------ Page excerpt ------

MARISELA ESCOBEDO: A before and after for searching mothers and mesoamerican women defenders

On 16 December 2010, woman defender Marisela Escobedo was standing outside the Chihuahua State Government Palace, in front of the “NOT ONE MORE” Cross of Nails – a memorial to women who were disappeared and those who were victims of femicide in Ciudad Juárez – when a man approached her and shot her in the head, killing her. Marisela was there demonstrating to demand justice for the femicide of her daughter, Rubí Marisol Frayre Escobedo, whose confessed killer had been freed.

Rubí, who was 16 years old and mother to a daughter, was killed by her partner, Sergio Rafael Barraza, in August 2008. After killing her, he put the body in a drum and burned it through to the bones, hoping no one would find it. The investigations were finally able to identify Sergio Rafael as responsible for the crime and he was put on trial. However, despite confessing to killing the young woman, even asking Marisela for forgiveness at the end of the trial, and that witnesses spoke against him, a jury acquitted him because the prosecutors and the public ministry failed to provide enough proof for his conviction.

------ Given data ------

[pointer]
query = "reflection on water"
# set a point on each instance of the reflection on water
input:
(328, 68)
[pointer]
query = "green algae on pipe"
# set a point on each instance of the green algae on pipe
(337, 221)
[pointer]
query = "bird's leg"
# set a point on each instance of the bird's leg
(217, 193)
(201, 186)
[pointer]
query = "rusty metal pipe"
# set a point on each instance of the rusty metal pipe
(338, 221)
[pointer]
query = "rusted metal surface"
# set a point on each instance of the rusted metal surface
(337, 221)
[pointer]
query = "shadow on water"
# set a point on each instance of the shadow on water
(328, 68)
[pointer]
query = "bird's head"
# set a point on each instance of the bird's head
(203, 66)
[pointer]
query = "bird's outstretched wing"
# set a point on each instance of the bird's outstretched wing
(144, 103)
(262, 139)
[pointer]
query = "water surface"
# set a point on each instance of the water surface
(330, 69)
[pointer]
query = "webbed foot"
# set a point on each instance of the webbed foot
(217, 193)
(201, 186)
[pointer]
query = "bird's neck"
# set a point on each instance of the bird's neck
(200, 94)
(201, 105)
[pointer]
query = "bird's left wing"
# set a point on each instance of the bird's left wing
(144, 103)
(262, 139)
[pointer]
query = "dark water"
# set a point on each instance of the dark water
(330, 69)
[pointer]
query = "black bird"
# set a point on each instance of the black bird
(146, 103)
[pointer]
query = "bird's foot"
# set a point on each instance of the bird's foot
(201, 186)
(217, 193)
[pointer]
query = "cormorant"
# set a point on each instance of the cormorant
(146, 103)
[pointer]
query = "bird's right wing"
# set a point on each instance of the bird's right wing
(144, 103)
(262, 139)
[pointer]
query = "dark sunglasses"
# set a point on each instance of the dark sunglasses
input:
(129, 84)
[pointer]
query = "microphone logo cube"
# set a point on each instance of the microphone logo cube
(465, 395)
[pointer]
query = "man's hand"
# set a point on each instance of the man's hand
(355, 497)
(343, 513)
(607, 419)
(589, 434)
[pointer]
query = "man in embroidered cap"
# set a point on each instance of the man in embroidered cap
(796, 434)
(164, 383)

------

Given task:
Transcribe the passage in the article on Marisela Escobedo starting with "Rubí, who was" and going on through "for his conviction.".

Response to this task:
Rubí, who was 16 years old and mother to a daughter, was killed by her partner, Sergio Rafael Barraza, in August 2008. After killing her, he put the body in a drum and burned it through to the bones, hoping no one would find it. The investigations were finally able to identify Sergio Rafael as responsible for the crime and he was put on trial. However, despite confessing to killing the young woman, even asking Marisela for forgiveness at the end of the trial, and that witnesses spoke against him, a jury acquitted him because the prosecutors and the public ministry failed to provide enough proof for his conviction.